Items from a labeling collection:
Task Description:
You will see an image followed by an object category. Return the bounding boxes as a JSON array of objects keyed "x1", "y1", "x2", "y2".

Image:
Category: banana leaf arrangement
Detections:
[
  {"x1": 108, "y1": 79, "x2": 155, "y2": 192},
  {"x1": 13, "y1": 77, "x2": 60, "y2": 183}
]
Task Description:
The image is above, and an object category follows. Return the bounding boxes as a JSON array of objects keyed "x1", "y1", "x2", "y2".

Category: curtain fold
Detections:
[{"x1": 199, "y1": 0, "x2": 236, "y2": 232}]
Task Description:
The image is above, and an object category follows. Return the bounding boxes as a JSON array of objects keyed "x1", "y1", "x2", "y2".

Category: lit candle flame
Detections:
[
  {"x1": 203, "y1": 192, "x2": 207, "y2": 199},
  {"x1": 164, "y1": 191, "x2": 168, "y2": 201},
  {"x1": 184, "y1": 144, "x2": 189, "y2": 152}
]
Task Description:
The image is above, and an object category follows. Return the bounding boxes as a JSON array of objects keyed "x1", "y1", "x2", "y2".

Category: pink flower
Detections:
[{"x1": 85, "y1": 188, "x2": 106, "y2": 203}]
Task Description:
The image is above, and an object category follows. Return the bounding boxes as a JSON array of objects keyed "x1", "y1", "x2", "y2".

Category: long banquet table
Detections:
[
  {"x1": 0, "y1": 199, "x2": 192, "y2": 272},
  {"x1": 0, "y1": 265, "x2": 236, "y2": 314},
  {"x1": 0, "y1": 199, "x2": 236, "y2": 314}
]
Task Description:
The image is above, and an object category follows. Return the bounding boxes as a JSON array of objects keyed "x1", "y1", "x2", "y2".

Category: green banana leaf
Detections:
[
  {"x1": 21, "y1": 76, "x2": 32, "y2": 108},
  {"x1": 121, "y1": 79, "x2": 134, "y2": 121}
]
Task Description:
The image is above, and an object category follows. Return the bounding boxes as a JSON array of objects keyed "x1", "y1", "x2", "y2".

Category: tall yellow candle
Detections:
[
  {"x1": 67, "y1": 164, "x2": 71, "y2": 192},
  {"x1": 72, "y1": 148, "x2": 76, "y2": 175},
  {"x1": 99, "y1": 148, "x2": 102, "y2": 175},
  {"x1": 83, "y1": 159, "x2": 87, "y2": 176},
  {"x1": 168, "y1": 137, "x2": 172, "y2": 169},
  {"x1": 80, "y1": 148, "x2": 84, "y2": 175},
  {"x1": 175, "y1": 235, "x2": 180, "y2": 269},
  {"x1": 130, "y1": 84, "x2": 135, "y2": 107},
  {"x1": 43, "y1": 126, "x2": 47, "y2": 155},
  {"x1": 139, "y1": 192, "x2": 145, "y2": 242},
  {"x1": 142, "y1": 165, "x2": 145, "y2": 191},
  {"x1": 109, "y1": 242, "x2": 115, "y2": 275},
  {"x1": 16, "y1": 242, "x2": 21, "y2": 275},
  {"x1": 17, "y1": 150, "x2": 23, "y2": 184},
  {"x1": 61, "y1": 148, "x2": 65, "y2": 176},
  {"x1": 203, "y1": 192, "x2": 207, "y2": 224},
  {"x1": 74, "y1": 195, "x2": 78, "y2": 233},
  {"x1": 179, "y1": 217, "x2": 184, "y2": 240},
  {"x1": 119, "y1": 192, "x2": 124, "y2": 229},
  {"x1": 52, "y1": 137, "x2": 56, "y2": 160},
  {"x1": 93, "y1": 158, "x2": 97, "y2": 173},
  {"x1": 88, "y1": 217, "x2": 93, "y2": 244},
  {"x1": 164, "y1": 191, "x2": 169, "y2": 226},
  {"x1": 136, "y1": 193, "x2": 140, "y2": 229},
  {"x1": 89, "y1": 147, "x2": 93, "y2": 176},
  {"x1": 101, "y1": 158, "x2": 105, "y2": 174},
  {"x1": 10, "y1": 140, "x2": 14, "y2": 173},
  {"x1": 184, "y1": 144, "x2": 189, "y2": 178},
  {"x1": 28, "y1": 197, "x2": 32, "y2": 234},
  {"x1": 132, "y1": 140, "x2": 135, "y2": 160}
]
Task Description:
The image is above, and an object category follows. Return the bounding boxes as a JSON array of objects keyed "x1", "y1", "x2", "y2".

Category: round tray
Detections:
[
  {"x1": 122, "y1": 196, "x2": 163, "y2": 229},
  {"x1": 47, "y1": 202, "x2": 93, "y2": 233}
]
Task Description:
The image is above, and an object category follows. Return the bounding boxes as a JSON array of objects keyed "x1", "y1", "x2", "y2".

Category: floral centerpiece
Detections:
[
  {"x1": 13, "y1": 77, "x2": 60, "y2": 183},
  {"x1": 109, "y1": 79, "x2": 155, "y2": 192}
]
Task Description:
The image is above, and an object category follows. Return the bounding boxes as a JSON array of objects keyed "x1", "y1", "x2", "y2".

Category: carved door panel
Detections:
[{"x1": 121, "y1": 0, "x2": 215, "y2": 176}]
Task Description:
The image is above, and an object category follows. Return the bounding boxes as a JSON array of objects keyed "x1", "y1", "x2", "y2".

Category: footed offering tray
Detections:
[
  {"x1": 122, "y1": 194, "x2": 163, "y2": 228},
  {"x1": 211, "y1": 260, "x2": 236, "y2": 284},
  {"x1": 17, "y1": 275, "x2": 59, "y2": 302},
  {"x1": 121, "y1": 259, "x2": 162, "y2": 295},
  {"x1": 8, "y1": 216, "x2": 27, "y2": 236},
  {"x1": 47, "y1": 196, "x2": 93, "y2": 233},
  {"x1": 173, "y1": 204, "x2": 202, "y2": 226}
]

DO THIS:
Return the whole listing exactly, with every line included.

SOLUTION:
Task Description:
You will see an image followed by an object category. Return the bounding boxes as a JSON array of objects keyed "x1", "y1", "x2", "y2".

Image:
Category: banana leaf arrangement
Detections:
[
  {"x1": 108, "y1": 79, "x2": 155, "y2": 192},
  {"x1": 13, "y1": 77, "x2": 60, "y2": 183}
]
Task Description:
The image is above, and an object category follows. Return the bounding boxes as a JSON array of objects keyed "x1", "y1", "x2", "y2".

Category: curtain fold
Detections:
[{"x1": 199, "y1": 0, "x2": 236, "y2": 232}]
Task Description:
The image is above, and an object category follows. Return the bounding boxes as a JSON array of objects keyed "x1", "y1", "x2", "y2".

Category: lit candle flame
Detections:
[
  {"x1": 203, "y1": 192, "x2": 207, "y2": 199},
  {"x1": 164, "y1": 191, "x2": 168, "y2": 201},
  {"x1": 184, "y1": 144, "x2": 189, "y2": 152}
]
Task Description:
The image is above, and an object category follows. Return the bounding boxes as a JSON array of objects keyed "x1", "y1", "x2", "y2".

Category: pink flower
Detections:
[{"x1": 85, "y1": 188, "x2": 106, "y2": 203}]
Task Description:
The image is above, and an object category follows. Return the bounding boxes as a JSON array of objects keyed "x1", "y1", "x2", "y2".

Category: long banquet table
Detections:
[
  {"x1": 0, "y1": 199, "x2": 192, "y2": 272},
  {"x1": 0, "y1": 265, "x2": 236, "y2": 314},
  {"x1": 0, "y1": 199, "x2": 236, "y2": 314}
]
Task Description:
The image is above, and an object category follows. Return the bounding boxes as a JSON array of objects keyed "x1", "y1", "x2", "y2".

Category: green banana leaf
Detections:
[
  {"x1": 21, "y1": 76, "x2": 32, "y2": 108},
  {"x1": 121, "y1": 79, "x2": 134, "y2": 121}
]
Task Description:
The image is above, and an object category follows. Return the bounding boxes as a JSON array of objects keyed "x1", "y1", "x2", "y2".

Category: tall yellow candle
Detections:
[
  {"x1": 67, "y1": 164, "x2": 71, "y2": 192},
  {"x1": 72, "y1": 148, "x2": 76, "y2": 175},
  {"x1": 99, "y1": 148, "x2": 102, "y2": 175},
  {"x1": 83, "y1": 159, "x2": 87, "y2": 176},
  {"x1": 168, "y1": 137, "x2": 172, "y2": 169},
  {"x1": 80, "y1": 148, "x2": 84, "y2": 175},
  {"x1": 175, "y1": 235, "x2": 180, "y2": 269},
  {"x1": 130, "y1": 84, "x2": 135, "y2": 107},
  {"x1": 43, "y1": 126, "x2": 47, "y2": 155},
  {"x1": 139, "y1": 192, "x2": 145, "y2": 242},
  {"x1": 142, "y1": 165, "x2": 145, "y2": 191},
  {"x1": 109, "y1": 242, "x2": 115, "y2": 275},
  {"x1": 16, "y1": 242, "x2": 21, "y2": 275},
  {"x1": 17, "y1": 150, "x2": 23, "y2": 184},
  {"x1": 61, "y1": 148, "x2": 65, "y2": 176},
  {"x1": 203, "y1": 192, "x2": 207, "y2": 224},
  {"x1": 74, "y1": 195, "x2": 78, "y2": 233},
  {"x1": 179, "y1": 217, "x2": 184, "y2": 240},
  {"x1": 119, "y1": 192, "x2": 124, "y2": 229},
  {"x1": 52, "y1": 137, "x2": 56, "y2": 160},
  {"x1": 93, "y1": 158, "x2": 97, "y2": 173},
  {"x1": 88, "y1": 217, "x2": 93, "y2": 244},
  {"x1": 164, "y1": 191, "x2": 169, "y2": 226},
  {"x1": 136, "y1": 193, "x2": 140, "y2": 229},
  {"x1": 89, "y1": 147, "x2": 93, "y2": 176},
  {"x1": 101, "y1": 158, "x2": 105, "y2": 174},
  {"x1": 10, "y1": 140, "x2": 14, "y2": 173},
  {"x1": 184, "y1": 144, "x2": 189, "y2": 178},
  {"x1": 28, "y1": 197, "x2": 32, "y2": 234},
  {"x1": 132, "y1": 140, "x2": 135, "y2": 160}
]
Task Description:
The image is above, and an object category follows. Return the bounding boxes as a JSON array of objects keyed "x1", "y1", "x2", "y2".

Category: round tray
Detections:
[
  {"x1": 122, "y1": 196, "x2": 163, "y2": 229},
  {"x1": 47, "y1": 202, "x2": 93, "y2": 233}
]
Task Description:
The image is above, and an object category follows. Return the bounding boxes as a JSON array of objects keyed "x1", "y1", "x2", "y2".

Category: floral centerpiece
Detections:
[
  {"x1": 13, "y1": 77, "x2": 60, "y2": 183},
  {"x1": 109, "y1": 79, "x2": 155, "y2": 192}
]
Task Description:
The image is above, and an object category follows. Return the bounding boxes as a JSON array of objects keyed "x1", "y1", "x2", "y2".

Category: carved door panel
Detections:
[{"x1": 121, "y1": 0, "x2": 215, "y2": 176}]
Task Description:
The image is above, and an object category follows. Return the bounding boxes as a JSON array of objects keyed "x1", "y1", "x2", "y2".

Category: footed offering tray
Detections:
[
  {"x1": 122, "y1": 194, "x2": 163, "y2": 228},
  {"x1": 211, "y1": 260, "x2": 236, "y2": 284},
  {"x1": 17, "y1": 275, "x2": 59, "y2": 302},
  {"x1": 121, "y1": 259, "x2": 162, "y2": 295},
  {"x1": 8, "y1": 216, "x2": 27, "y2": 236},
  {"x1": 47, "y1": 196, "x2": 93, "y2": 233},
  {"x1": 173, "y1": 204, "x2": 202, "y2": 226}
]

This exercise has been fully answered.